▸ **Prompt**
Copy out word for word the stretch of the entries from the line containing "Q: Indicate one point per instance of the tree in" through the end of the entries, including both ends. Leave the pictures out of your answer.

★ ★ ★ ★ ★

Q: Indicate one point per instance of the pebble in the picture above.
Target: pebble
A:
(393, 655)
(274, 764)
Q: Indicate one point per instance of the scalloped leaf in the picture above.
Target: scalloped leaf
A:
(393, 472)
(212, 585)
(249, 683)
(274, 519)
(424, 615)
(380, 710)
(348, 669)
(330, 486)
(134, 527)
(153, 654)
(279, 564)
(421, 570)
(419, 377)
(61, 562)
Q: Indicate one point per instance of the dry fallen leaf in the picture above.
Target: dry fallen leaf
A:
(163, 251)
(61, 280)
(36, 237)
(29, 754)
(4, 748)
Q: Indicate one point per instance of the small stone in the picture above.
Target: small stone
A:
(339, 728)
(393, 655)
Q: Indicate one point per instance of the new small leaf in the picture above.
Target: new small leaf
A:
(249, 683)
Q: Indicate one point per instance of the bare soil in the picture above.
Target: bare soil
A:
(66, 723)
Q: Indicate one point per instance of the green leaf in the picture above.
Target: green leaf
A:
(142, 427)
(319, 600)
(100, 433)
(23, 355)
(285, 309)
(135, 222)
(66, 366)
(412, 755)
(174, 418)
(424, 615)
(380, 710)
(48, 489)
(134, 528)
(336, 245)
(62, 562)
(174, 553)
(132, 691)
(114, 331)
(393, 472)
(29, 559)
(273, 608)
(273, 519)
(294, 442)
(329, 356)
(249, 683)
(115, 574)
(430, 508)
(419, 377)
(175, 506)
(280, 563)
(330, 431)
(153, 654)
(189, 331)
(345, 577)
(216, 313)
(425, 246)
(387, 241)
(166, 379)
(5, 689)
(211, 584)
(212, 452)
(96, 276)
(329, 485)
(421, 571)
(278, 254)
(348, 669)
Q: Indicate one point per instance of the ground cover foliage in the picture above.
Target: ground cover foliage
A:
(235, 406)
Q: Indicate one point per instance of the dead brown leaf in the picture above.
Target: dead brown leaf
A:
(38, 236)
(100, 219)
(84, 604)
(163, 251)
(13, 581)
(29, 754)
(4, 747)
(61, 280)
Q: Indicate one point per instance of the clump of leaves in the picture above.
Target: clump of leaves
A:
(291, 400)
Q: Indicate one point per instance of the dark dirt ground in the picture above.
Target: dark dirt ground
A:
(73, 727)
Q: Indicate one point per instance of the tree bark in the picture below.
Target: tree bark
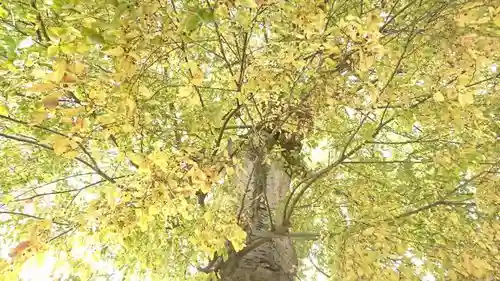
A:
(263, 186)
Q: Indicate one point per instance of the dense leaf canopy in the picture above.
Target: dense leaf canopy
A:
(116, 116)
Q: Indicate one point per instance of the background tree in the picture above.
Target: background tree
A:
(233, 140)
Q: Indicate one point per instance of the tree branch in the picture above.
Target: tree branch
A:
(36, 143)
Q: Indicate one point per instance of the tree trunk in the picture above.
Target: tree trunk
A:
(263, 187)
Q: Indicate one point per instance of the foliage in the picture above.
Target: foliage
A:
(115, 114)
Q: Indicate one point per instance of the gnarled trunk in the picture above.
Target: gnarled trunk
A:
(263, 187)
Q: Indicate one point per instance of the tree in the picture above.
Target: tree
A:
(236, 139)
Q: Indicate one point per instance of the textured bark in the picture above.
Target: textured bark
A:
(263, 187)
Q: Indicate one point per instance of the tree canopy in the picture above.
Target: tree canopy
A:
(123, 124)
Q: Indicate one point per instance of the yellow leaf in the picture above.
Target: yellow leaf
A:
(369, 231)
(127, 128)
(70, 154)
(145, 92)
(38, 118)
(51, 101)
(497, 20)
(44, 87)
(197, 79)
(59, 70)
(438, 96)
(61, 145)
(4, 110)
(153, 210)
(78, 68)
(185, 92)
(115, 52)
(466, 98)
(247, 3)
(52, 50)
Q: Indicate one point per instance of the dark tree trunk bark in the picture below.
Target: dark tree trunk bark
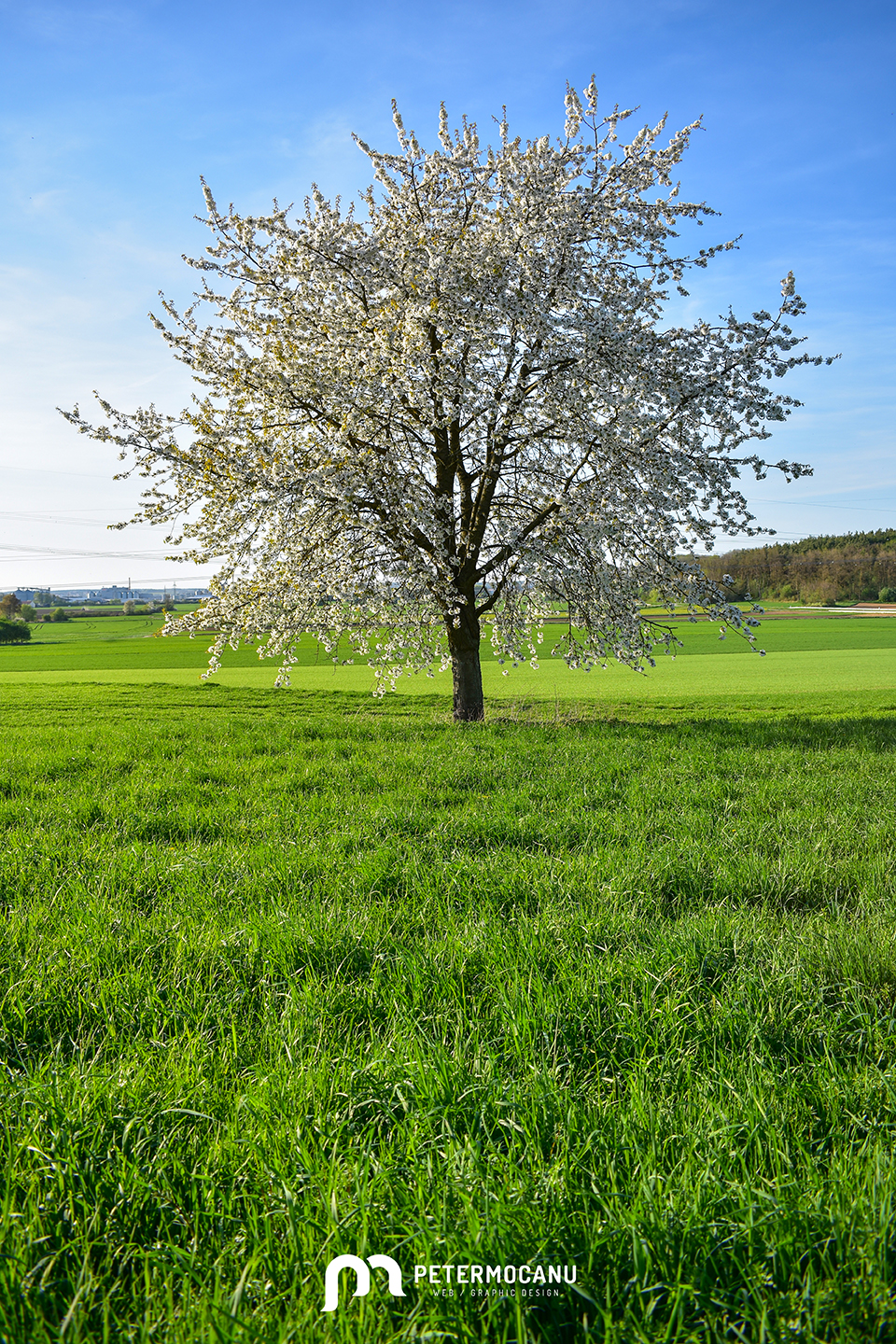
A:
(467, 671)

★ ★ ★ ★ ★

▸ **Answer in full**
Q: Indicate one point per instance of the tree in the picture above.
Target: tree
A:
(236, 139)
Q: Indicate one point per instance of the textured bark in the picture above.
Target: textured bark
A:
(263, 187)
Q: Indicate one point per instance of the tree canopy in the picture above.
Target: tree canopy
A:
(123, 124)
Q: Indicate one point per instance of the yellow leaf in the picture above.
Target: yellow leaf
A:
(369, 231)
(127, 128)
(70, 154)
(145, 92)
(38, 118)
(51, 101)
(497, 20)
(44, 87)
(197, 79)
(59, 70)
(438, 96)
(61, 145)
(4, 110)
(153, 210)
(78, 68)
(185, 92)
(115, 52)
(466, 98)
(247, 3)
(52, 50)
Q: Indicate one point per instance of the dark tree trunk bark in the picture below.
Target: dark tree trunk bark
A:
(467, 671)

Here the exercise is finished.